From the listing below, extract the lines starting at the one that contains "Please locate the dog's brown" and ending with the last line of the listing. Reproduce them word for word.

## start Data for this task

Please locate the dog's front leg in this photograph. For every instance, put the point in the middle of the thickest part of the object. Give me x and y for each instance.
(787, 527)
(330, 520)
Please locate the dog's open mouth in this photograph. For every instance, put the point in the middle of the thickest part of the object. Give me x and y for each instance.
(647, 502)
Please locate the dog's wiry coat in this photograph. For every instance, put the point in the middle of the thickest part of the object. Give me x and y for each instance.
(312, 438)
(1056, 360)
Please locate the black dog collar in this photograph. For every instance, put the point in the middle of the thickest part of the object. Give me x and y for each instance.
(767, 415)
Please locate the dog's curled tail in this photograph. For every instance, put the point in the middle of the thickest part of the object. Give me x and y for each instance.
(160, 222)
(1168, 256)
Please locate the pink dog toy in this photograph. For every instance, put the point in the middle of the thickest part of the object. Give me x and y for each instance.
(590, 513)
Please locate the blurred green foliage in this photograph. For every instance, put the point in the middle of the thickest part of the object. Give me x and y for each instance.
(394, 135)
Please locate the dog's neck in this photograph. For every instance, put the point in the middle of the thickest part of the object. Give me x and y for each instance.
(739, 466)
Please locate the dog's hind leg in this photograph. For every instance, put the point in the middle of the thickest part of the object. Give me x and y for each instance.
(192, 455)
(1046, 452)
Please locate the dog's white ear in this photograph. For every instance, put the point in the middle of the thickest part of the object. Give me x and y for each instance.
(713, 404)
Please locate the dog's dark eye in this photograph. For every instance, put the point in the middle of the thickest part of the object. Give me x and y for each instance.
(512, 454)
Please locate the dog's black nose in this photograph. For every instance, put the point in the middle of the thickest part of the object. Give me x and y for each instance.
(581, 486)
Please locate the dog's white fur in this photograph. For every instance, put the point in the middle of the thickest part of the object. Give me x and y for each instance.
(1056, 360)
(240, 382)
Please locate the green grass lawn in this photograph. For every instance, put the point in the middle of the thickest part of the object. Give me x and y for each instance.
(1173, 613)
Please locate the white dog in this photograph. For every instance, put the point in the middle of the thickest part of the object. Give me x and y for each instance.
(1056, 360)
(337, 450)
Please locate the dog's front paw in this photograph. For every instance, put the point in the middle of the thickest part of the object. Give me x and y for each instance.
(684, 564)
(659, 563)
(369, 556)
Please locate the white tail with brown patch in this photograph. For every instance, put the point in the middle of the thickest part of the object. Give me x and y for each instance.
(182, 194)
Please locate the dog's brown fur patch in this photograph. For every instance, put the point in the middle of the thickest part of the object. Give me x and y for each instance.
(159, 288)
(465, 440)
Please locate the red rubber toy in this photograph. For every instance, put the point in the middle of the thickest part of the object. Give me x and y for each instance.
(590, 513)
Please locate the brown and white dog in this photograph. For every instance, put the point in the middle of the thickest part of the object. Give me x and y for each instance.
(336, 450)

## end Data for this task

Solution for this problem
Please locate the dog's brown fur patch in this photograph. For every instance, put the point in the middle of the thickest part of the object. Give me x and y for each instance.
(159, 288)
(465, 440)
Please locate the red rubber toy in this photograph. For every instance, put the point in the middle of the thickest part of the object. Give me x and y for each instance.
(590, 513)
Please locate the brown and white dog in this photograph. For every instance, put the point in the middle of the thickest part of the object. Give me x and y for each instance.
(336, 450)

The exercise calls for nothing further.